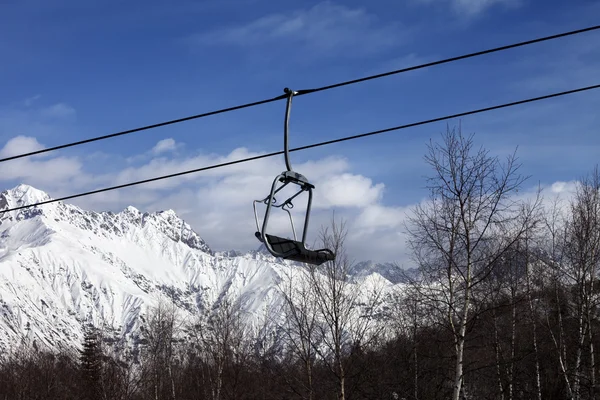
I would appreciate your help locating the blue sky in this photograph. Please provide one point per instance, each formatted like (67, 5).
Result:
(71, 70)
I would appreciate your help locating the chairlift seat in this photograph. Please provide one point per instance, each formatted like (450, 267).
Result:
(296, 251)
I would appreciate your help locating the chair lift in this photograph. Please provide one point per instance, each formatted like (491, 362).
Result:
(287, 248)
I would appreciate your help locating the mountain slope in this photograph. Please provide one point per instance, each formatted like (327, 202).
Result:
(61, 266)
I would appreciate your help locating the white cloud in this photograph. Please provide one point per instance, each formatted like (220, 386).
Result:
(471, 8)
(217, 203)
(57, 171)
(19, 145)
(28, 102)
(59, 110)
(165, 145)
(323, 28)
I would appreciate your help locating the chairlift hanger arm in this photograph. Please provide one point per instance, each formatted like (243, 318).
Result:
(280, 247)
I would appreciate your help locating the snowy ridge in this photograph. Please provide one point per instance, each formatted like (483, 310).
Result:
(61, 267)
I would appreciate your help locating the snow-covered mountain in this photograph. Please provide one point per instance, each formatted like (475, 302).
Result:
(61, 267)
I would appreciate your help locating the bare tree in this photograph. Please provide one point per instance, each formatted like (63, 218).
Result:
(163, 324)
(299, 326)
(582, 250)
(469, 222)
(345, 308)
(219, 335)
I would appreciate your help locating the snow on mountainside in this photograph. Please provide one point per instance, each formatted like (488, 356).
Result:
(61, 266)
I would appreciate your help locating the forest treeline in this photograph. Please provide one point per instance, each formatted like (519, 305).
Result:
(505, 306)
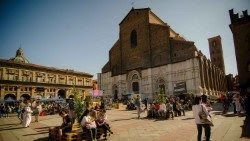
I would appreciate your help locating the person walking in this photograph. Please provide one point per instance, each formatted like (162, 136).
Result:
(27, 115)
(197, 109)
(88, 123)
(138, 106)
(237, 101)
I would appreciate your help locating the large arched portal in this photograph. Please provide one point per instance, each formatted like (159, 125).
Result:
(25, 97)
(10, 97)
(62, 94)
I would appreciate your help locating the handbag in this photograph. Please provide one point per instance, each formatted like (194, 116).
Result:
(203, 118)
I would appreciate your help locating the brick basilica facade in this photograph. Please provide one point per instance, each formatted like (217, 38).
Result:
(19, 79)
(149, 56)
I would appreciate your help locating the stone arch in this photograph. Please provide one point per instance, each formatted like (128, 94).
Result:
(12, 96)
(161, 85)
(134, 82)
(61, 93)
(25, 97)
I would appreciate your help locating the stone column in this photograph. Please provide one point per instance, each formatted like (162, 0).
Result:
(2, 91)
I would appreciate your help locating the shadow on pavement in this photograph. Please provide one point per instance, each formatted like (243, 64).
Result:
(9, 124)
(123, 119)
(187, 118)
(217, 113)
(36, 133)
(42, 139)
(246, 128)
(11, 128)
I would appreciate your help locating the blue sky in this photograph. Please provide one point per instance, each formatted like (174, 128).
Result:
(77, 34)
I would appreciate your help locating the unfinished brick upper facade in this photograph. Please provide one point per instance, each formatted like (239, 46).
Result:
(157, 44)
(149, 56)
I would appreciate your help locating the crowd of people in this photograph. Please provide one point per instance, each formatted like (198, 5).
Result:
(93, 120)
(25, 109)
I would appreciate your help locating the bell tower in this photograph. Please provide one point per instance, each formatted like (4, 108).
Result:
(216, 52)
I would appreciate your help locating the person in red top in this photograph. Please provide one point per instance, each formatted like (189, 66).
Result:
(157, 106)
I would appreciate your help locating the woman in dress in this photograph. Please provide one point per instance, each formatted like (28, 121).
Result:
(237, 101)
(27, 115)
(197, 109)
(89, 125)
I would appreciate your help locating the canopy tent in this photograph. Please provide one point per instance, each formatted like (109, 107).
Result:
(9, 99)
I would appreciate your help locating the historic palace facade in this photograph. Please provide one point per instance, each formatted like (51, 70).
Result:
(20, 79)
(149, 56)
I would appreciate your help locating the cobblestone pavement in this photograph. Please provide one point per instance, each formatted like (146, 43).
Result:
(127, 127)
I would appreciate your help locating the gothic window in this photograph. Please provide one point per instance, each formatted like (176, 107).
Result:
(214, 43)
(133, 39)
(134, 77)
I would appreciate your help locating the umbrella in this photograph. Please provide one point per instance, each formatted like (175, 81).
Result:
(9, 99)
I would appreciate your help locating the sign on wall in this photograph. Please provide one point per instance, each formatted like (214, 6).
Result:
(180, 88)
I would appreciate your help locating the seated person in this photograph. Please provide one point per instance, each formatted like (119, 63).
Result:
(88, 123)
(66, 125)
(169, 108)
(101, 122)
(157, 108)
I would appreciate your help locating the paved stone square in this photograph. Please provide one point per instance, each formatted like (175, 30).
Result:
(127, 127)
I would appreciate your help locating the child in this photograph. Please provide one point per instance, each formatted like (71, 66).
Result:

+-------+

• _YOUR OBJECTIVE_
Give the number of lines in the listing that contain the string "brick". Write nothing else.

• _RESPONSE TO THE EXERCISE_
2